• To be done
From the items below, pull out every line that contains the word "street", and treat uppercase and lowercase as different.

• Entries shown

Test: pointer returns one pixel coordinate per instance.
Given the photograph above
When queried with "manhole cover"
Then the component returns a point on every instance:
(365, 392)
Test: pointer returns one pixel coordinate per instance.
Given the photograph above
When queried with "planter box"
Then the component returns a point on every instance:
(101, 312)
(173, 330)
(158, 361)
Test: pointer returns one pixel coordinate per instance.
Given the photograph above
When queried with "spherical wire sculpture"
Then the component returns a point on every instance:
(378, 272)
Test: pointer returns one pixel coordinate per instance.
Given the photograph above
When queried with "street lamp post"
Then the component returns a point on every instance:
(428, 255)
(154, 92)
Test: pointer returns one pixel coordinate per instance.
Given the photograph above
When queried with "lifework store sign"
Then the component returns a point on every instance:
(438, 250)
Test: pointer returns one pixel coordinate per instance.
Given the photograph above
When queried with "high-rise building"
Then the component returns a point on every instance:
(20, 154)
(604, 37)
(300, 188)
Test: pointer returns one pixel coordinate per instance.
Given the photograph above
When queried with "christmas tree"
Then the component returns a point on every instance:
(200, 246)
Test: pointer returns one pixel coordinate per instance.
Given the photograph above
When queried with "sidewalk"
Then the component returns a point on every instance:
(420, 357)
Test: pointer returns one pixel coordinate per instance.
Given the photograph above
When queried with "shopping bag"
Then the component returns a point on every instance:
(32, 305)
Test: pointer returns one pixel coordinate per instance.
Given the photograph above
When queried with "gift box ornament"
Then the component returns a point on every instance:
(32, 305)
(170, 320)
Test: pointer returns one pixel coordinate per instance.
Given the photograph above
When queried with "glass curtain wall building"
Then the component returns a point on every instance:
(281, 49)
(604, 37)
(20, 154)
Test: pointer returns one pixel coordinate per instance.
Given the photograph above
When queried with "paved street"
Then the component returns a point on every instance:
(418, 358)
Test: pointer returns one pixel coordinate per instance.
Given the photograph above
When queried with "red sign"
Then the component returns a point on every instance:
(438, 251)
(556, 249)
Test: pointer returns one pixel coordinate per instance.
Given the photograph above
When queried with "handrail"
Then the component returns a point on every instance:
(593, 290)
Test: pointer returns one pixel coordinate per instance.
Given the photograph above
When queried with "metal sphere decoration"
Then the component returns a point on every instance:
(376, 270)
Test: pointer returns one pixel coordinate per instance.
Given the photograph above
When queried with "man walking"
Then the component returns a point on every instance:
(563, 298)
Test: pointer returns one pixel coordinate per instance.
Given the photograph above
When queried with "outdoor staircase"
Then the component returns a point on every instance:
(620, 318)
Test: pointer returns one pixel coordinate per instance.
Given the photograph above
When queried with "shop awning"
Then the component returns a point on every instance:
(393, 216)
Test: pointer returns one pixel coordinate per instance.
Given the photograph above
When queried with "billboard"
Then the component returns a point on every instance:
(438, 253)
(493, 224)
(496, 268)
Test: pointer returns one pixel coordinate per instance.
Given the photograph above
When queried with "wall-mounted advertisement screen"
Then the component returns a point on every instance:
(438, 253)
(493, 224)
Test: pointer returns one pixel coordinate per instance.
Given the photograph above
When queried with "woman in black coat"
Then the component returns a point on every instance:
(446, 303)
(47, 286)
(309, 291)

• Answer for this exercise
When queried with "street lamp post"
When queried with "paved street"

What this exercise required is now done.